• THE TASK
Please print all the lines below exactly as they are written.

• TASK INPUTS
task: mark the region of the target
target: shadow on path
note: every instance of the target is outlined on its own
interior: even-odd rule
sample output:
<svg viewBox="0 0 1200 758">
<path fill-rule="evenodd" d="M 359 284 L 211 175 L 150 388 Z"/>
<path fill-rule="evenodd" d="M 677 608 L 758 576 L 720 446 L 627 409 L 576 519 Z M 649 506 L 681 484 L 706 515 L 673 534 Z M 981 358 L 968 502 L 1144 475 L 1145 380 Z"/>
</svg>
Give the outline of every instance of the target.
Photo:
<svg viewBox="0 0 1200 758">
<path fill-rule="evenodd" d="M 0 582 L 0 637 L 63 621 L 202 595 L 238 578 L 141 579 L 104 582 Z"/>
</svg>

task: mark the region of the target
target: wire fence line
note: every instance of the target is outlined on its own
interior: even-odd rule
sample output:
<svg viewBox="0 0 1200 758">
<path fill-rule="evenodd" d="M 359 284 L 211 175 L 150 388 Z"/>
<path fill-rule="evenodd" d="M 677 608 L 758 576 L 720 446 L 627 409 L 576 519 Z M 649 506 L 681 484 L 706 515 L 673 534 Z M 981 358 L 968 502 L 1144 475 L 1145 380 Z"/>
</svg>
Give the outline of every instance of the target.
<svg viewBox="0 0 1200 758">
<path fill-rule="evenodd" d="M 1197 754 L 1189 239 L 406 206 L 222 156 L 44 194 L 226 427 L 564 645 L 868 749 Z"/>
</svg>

• EXPECTED OUTPUT
task: mark the region of the target
target: shadow on path
note: every instance of the target is outlined on its own
interior: even-odd rule
sample output:
<svg viewBox="0 0 1200 758">
<path fill-rule="evenodd" d="M 359 284 L 211 175 L 150 388 Z"/>
<path fill-rule="evenodd" d="M 677 608 L 758 576 L 720 446 L 627 409 L 576 519 Z M 649 506 L 681 484 L 706 515 L 673 534 Z M 981 358 L 968 502 L 1144 475 L 1145 380 Z"/>
</svg>
Give the outline of every instance of the target.
Photo:
<svg viewBox="0 0 1200 758">
<path fill-rule="evenodd" d="M 0 582 L 0 637 L 63 621 L 202 595 L 238 578 L 141 579 L 104 582 Z"/>
</svg>

task: mark the region of the target
target: wire fence line
note: every instance of the target is outlined on its own
interior: even-odd rule
sample output:
<svg viewBox="0 0 1200 758">
<path fill-rule="evenodd" d="M 359 284 L 211 175 L 150 388 Z"/>
<path fill-rule="evenodd" d="M 677 608 L 758 576 L 720 446 L 627 409 L 576 519 Z M 649 506 L 681 484 L 706 515 L 673 534 Z M 981 358 L 968 502 L 1144 475 L 1145 380 Z"/>
</svg>
Give the outline of every instance of the target.
<svg viewBox="0 0 1200 758">
<path fill-rule="evenodd" d="M 1197 754 L 1189 239 L 406 206 L 222 156 L 44 194 L 226 427 L 564 645 L 868 749 Z"/>
</svg>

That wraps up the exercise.